[BEGIN Source data]

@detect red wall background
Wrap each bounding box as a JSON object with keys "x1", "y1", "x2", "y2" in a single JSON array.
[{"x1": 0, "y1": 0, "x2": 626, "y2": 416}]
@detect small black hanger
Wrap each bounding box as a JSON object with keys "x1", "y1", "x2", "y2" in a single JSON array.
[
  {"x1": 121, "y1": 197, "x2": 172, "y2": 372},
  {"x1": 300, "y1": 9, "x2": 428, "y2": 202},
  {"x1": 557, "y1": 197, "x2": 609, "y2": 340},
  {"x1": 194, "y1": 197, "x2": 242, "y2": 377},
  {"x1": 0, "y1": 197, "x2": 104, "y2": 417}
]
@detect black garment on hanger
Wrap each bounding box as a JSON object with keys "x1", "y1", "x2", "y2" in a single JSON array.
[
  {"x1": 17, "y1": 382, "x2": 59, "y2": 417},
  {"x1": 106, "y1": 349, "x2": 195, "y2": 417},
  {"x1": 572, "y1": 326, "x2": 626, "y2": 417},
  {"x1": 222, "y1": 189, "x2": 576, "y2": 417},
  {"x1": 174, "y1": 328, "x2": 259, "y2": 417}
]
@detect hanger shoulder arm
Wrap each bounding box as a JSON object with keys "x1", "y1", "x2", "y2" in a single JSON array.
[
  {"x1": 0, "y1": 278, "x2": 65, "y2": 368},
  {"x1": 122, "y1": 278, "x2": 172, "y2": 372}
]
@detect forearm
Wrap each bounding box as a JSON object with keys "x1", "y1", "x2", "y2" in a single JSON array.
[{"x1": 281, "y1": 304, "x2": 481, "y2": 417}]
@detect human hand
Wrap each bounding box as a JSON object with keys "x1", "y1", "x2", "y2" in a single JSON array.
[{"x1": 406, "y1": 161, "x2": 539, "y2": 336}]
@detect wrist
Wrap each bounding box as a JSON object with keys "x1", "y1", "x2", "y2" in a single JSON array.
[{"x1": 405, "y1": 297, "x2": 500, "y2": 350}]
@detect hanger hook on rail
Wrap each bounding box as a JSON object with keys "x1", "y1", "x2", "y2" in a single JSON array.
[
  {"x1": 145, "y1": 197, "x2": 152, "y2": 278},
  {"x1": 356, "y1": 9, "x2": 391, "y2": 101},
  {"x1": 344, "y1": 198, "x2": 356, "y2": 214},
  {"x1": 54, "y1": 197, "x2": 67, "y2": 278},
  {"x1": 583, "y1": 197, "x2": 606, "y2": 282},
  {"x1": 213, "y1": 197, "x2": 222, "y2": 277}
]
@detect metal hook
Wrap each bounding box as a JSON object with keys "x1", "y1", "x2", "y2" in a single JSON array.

[END Source data]
[BEGIN Source data]

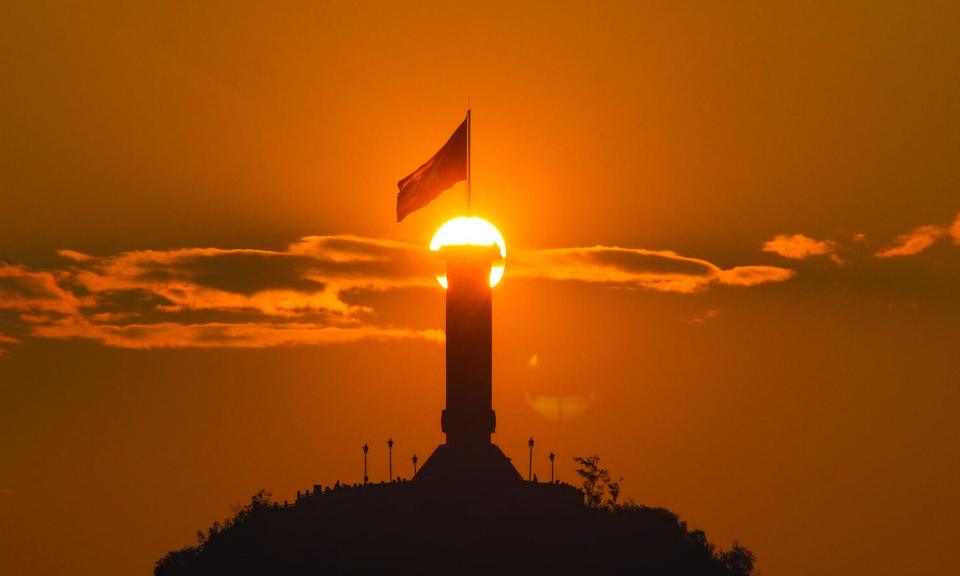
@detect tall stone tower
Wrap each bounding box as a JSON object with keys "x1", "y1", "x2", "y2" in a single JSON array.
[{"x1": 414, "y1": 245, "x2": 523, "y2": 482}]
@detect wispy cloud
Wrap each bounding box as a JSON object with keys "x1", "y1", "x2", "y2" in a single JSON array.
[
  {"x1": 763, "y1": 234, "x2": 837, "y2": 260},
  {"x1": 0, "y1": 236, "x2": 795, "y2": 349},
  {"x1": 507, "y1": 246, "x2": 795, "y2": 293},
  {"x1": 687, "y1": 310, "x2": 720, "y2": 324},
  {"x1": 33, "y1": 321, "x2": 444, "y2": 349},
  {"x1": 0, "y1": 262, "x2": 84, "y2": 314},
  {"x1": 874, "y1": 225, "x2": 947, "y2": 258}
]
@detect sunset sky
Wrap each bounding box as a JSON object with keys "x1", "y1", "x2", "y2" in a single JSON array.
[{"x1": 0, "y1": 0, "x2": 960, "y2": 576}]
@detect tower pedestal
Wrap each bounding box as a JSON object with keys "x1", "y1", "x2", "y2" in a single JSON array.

[END Source data]

## Written task
List each line in the items above that contains the string "hook". Case matters.

## Response below
@detect hanger hook on rail
@detect metal hook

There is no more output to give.